If you live in the U.S., you will need to pull a permit, so check with your city for local codes and ordinances to ensure that you’re doing everything up to code and properly. In my case, I’ve been working with an electrician to make sure that we have all of the correct information here. I highly encourage you to do the same. You can even look up an electrical contractor. Even if you feel like you have a good handle on everything, an electrician near you can guide you, check your work, take care of any parts you’re unsure of, and make sure that everything is NEC (National Electric Code) compliant.

This guide is intended to help, so definitely do your homework first. Don’t just rely exclusively on what you see here. Let’s start with the space requirements for installing a sub-panel.

SPACING REQUIREMENTS

There are three measurements you need to be aware of. Number one is that you need 36 inches or three feet of space in front of the panel to work with. Number two, you need to be able to have 30 inches across the panel. There needs to be plenty of room for the door to open for you to access it, or do whatever needs to be done here.

And then finally, you need up to 78 inches of height. This is the analogy I saw that I like: If there’s a telephone booth put up against the wall, you need to make sure that this sits somewhere within that wall of the telephone booth.

Ensuring Proper Space In the Source Panel

The next part you have to make sure of is that you have sufficient power to pull from the main panel that you’re connecting to. In my case, the main that I’ve got is actually right next to where the new panel will go and I’ll just be pulling from that, just a couple of feet away. Not everyone will be so close, and I fully understand that, but you do need to make sure that there’s enough panel space for you to put a new circuit breaker to run your new sub-panel. This is basically just going to be connected to that via a simple set of wires, kind of like this gray one.

Object point labels:

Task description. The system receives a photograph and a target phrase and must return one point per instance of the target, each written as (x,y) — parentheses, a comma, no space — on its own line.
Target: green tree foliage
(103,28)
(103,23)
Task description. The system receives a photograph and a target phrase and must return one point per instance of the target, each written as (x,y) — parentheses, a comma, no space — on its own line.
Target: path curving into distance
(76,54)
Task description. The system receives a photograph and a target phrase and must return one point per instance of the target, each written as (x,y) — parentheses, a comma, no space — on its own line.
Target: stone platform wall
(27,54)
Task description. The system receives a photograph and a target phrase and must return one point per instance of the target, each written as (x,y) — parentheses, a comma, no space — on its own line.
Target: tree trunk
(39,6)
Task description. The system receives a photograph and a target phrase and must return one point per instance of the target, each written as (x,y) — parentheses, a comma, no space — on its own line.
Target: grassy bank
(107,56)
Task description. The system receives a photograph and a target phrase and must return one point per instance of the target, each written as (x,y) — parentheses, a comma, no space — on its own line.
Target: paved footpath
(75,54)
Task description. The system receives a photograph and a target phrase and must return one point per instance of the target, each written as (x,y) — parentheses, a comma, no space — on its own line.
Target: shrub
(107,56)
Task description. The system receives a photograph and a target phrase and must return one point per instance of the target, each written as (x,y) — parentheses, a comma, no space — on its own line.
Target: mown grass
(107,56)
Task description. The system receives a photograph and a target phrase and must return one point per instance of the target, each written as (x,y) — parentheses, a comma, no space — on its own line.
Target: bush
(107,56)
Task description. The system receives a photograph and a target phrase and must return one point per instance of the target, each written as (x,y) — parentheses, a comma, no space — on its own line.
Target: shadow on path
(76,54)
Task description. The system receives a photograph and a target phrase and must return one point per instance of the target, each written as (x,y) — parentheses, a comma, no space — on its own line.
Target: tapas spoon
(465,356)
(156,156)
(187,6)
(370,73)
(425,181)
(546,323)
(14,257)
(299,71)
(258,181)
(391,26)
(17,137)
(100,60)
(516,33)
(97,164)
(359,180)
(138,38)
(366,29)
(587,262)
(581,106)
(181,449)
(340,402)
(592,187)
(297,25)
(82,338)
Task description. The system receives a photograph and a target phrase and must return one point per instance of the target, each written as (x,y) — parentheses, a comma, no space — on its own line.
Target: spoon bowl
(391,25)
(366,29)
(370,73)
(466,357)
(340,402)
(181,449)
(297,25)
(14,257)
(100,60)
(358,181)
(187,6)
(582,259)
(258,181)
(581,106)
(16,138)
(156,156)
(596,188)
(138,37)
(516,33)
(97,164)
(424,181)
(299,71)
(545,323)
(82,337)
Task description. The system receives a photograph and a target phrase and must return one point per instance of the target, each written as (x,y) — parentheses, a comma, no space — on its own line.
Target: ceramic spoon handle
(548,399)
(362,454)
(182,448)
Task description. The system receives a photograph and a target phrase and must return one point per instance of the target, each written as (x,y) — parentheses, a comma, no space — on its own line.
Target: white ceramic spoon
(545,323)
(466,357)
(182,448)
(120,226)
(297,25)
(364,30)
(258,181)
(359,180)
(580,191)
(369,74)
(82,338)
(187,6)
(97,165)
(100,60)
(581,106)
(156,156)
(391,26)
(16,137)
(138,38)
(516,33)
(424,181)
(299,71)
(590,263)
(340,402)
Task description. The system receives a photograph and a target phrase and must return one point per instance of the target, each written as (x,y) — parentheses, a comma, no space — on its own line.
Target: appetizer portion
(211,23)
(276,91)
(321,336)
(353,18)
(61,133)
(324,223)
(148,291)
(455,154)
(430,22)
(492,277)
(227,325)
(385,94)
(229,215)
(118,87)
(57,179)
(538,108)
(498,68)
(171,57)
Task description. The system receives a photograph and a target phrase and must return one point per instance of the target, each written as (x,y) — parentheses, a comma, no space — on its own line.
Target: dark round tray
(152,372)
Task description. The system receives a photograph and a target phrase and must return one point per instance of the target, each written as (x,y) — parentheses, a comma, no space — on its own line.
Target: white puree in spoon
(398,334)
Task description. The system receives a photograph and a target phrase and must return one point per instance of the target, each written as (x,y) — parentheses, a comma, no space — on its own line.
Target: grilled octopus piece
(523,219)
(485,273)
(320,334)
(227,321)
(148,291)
...
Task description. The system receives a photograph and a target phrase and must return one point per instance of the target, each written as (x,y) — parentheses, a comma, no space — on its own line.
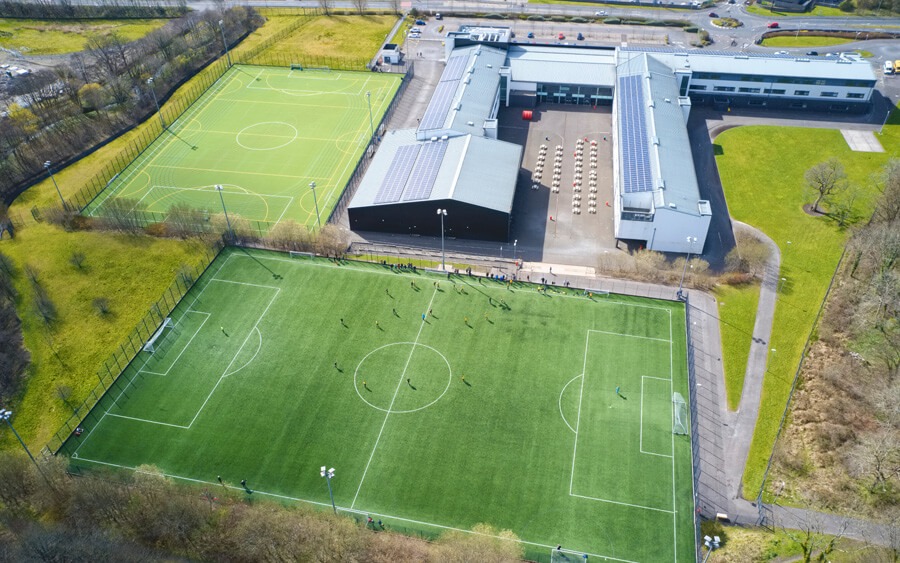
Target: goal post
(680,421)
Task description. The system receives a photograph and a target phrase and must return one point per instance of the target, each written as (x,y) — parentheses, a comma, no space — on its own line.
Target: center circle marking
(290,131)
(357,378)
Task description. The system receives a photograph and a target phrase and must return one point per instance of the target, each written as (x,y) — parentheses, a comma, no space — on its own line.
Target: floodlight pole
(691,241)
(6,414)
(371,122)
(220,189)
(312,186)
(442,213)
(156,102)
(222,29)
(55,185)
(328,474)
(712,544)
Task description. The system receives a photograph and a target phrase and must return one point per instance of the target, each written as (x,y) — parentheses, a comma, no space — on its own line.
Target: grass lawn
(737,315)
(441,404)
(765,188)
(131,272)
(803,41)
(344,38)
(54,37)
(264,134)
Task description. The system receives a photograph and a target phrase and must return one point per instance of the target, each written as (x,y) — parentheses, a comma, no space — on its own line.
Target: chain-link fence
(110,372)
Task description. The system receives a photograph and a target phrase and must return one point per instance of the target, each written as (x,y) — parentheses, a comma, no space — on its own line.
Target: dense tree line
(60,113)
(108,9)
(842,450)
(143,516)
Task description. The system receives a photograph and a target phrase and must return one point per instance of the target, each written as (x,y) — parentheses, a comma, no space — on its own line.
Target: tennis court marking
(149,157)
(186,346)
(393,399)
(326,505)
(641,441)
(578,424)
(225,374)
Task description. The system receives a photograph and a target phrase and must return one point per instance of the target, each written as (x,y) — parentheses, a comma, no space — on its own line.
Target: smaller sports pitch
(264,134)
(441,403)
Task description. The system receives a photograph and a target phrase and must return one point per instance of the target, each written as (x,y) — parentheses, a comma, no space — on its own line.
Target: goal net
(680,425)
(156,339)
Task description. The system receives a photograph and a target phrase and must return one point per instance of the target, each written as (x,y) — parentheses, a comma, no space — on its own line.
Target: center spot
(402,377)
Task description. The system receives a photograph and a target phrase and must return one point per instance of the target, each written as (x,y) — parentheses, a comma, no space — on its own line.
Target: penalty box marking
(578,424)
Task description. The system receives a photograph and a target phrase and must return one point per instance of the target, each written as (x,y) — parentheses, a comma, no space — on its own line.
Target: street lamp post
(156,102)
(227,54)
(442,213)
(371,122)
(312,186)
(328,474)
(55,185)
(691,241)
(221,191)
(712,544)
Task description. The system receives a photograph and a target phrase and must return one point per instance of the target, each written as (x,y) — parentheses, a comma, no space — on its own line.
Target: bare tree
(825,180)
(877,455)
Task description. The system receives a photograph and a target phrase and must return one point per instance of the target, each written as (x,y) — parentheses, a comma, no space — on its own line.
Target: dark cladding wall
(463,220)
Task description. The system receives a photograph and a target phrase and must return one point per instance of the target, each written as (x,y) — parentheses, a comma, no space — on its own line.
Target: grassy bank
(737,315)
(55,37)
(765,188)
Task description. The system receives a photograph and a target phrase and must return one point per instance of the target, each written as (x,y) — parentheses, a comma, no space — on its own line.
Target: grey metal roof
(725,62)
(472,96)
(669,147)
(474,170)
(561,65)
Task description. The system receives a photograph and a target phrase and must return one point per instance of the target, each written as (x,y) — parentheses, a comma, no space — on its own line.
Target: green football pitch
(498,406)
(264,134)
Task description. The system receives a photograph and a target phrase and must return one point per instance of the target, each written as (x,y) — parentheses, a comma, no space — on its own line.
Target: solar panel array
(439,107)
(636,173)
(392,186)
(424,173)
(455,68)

Set problem:
Please write out the sub-panel guide from "There are three" to "be done here.", changing "30 inches" to "thirty inches".

Solution to the exercise:
There are three measurements you need to be aware of. Number one is that you need 36 inches or three feet of space in front of the panel to work with. Number two, you need to be able to have thirty inches across the panel. There needs to be plenty of room for the door to open for you to access it, or do whatever needs to be done here.